# Task to carry out
Revise the records below so that each "Query" becomes "Prompt", and leave every other part as it is.

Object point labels
>>>>
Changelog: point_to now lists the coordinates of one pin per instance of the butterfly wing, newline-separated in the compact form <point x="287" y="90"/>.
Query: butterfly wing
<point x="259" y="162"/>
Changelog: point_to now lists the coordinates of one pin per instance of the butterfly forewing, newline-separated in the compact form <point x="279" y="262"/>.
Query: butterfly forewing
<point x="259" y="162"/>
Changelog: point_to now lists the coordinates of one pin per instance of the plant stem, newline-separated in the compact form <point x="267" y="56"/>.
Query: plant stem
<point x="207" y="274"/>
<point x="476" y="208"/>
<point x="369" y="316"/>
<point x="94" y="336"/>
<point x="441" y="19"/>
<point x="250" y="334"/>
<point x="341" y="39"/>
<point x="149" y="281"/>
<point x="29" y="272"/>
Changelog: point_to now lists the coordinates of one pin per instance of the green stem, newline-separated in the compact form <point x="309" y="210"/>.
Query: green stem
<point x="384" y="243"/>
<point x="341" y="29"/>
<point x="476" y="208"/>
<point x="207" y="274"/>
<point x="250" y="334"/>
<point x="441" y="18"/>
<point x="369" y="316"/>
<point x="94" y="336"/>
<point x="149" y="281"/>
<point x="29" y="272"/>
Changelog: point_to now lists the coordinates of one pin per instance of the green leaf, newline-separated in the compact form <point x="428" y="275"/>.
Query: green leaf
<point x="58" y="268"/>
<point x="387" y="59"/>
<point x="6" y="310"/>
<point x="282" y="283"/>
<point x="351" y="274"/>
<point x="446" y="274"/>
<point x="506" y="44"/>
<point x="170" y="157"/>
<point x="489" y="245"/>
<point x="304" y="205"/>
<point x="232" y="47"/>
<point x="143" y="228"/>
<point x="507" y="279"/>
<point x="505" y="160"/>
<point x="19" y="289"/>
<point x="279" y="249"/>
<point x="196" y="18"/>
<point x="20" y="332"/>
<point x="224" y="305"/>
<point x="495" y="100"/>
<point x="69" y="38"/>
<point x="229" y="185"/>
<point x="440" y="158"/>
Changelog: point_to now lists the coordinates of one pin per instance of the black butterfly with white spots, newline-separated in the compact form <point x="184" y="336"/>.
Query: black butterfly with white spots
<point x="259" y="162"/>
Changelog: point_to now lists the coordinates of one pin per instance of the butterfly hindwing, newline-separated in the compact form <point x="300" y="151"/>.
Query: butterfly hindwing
<<<<
# Response to this task
Changelog: point_to now lists the coordinates of one pin per instance of the butterfly wing, newline-separated in the compact form <point x="287" y="90"/>.
Prompt: butterfly wing
<point x="259" y="162"/>
Changelog: point_to now lists the coordinates of one pin per instance of the butterfly forewing, newline-separated in the compact form <point x="279" y="262"/>.
Prompt: butterfly forewing
<point x="259" y="162"/>
Changelog: point_to now lists the coordinates of one pin per instance of the plant stem, newline-separated in the compact form <point x="267" y="56"/>.
Prompt: plant stem
<point x="207" y="274"/>
<point x="476" y="208"/>
<point x="369" y="316"/>
<point x="94" y="336"/>
<point x="441" y="19"/>
<point x="250" y="334"/>
<point x="341" y="39"/>
<point x="149" y="281"/>
<point x="29" y="272"/>
Changelog: point_to now lists the coordinates of one pin per instance of the green stem, newline-separated in the compact form <point x="309" y="210"/>.
Prompt: green stem
<point x="384" y="243"/>
<point x="341" y="29"/>
<point x="476" y="208"/>
<point x="207" y="274"/>
<point x="250" y="334"/>
<point x="441" y="18"/>
<point x="369" y="316"/>
<point x="94" y="336"/>
<point x="149" y="281"/>
<point x="29" y="272"/>
Changelog: point_to now lists the coordinates of one pin per instance of the green leaf, newline-separated in the compact form <point x="428" y="275"/>.
Prompt: green leaf
<point x="58" y="268"/>
<point x="387" y="59"/>
<point x="6" y="310"/>
<point x="282" y="283"/>
<point x="351" y="274"/>
<point x="446" y="274"/>
<point x="506" y="44"/>
<point x="170" y="157"/>
<point x="489" y="245"/>
<point x="304" y="205"/>
<point x="232" y="47"/>
<point x="143" y="228"/>
<point x="507" y="279"/>
<point x="505" y="160"/>
<point x="19" y="289"/>
<point x="279" y="249"/>
<point x="196" y="18"/>
<point x="20" y="332"/>
<point x="224" y="305"/>
<point x="495" y="100"/>
<point x="69" y="38"/>
<point x="229" y="185"/>
<point x="440" y="158"/>
Changelog: point_to now lists the coordinates of one pin per instance of the black butterfly with white spots, newline-separated in the compact form <point x="184" y="336"/>.
Prompt: black butterfly with white spots
<point x="259" y="162"/>
Changelog: point_to now lists the coordinates of one pin per instance of the butterfly hindwing, newline-separated in the compact form <point x="300" y="151"/>.
Prompt: butterfly hindwing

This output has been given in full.